-- Set exercise --
Copy the lines below verbatim, but only from the line containing "Please indicate the gold" through the end of the data.

========

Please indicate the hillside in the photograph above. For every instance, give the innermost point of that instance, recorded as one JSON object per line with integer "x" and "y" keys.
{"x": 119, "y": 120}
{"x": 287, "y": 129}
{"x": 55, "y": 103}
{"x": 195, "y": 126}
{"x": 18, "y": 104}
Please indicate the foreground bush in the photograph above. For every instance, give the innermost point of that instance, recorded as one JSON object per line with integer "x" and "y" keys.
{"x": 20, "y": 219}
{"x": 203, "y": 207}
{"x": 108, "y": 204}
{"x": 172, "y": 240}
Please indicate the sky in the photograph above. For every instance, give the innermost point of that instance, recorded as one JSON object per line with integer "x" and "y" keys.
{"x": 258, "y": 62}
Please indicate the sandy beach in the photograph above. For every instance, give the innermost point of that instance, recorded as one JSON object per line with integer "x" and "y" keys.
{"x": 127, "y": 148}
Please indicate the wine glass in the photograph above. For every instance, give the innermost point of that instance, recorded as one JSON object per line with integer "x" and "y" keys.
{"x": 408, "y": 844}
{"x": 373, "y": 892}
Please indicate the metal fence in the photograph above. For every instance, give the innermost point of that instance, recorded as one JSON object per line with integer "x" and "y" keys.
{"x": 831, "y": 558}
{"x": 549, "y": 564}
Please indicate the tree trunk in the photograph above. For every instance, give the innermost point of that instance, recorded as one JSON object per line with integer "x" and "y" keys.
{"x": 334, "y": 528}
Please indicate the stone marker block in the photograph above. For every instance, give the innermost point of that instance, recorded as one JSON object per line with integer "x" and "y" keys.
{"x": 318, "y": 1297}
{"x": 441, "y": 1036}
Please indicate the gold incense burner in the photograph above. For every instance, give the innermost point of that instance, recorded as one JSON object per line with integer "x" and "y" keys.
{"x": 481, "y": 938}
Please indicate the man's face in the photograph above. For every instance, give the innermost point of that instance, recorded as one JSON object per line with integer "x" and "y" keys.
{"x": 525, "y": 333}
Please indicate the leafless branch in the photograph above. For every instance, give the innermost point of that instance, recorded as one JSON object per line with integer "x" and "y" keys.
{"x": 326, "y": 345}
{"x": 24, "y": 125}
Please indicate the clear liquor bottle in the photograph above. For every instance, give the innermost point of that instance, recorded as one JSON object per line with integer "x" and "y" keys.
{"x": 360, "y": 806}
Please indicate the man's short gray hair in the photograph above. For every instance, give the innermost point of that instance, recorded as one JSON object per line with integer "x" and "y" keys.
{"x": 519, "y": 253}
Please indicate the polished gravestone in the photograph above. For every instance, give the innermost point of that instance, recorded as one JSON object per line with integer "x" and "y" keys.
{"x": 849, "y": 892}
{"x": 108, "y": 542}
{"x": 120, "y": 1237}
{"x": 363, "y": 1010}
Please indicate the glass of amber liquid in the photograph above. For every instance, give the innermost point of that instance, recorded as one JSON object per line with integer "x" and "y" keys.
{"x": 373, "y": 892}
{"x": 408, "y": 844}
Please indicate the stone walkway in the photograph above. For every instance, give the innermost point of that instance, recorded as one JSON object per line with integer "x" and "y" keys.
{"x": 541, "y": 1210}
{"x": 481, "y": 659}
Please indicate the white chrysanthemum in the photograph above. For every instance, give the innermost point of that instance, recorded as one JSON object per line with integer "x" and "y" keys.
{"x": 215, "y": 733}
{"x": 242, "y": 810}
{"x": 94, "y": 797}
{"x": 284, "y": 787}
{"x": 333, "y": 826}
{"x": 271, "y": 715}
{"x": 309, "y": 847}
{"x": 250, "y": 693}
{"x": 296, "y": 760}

========

-- Response to this exercise --
Please indicate the gold incense burner in the photograph above. For every instance, give the innermost point of that instance, recorded as one JSON object per line with integer "x" and "y" keys.
{"x": 481, "y": 938}
Please indicate the man's face in the photograph above. For every instance, give the innermost point of that instance, recorded as one JSON object per line with integer "x" and "y" keys.
{"x": 525, "y": 333}
Please indicate the leafless branch in the photograph above. For every instance, give the innermost point of that instance, recorded as one JSON object per line with integer "x" and "y" keys.
{"x": 326, "y": 345}
{"x": 24, "y": 125}
Please indicate the clear liquor bottle in the photograph above. For every instance, give the innermost point of that instance, recorded as one JSON object per line with integer "x" and "y" keys.
{"x": 360, "y": 806}
Please indicate the man's short gray hair in the photograph above. For every instance, give the innermost point of that instance, recorded as one JSON object per line with integer "x" and "y" keys.
{"x": 519, "y": 253}
Please indicate the polished gravestone in the photograph above. For every instance, give the innermost point of that instance, recorded as one JSON object per line with integer "x" and "y" keys.
{"x": 849, "y": 892}
{"x": 108, "y": 542}
{"x": 120, "y": 1237}
{"x": 363, "y": 1010}
Please indicate the glass of amber liquid in the photograph above. For every instance, give the innermost point of that instance, recorded as one JSON object per line with integer "x" and "y" keys.
{"x": 373, "y": 892}
{"x": 408, "y": 844}
Please indicate the stone walkway in the photograph above. For every instance, give the innermost point of that instance, recorded as one JSON object per line with integer "x" and "y" keys.
{"x": 541, "y": 1210}
{"x": 481, "y": 659}
Please indicate the white chrysanthemum in the photograph above. For every instance, give the innermost point of that instance, recorded as one JSON object per line with integer "x" and "y" keys.
{"x": 215, "y": 733}
{"x": 242, "y": 810}
{"x": 94, "y": 797}
{"x": 284, "y": 787}
{"x": 333, "y": 826}
{"x": 271, "y": 715}
{"x": 309, "y": 847}
{"x": 250, "y": 693}
{"x": 296, "y": 760}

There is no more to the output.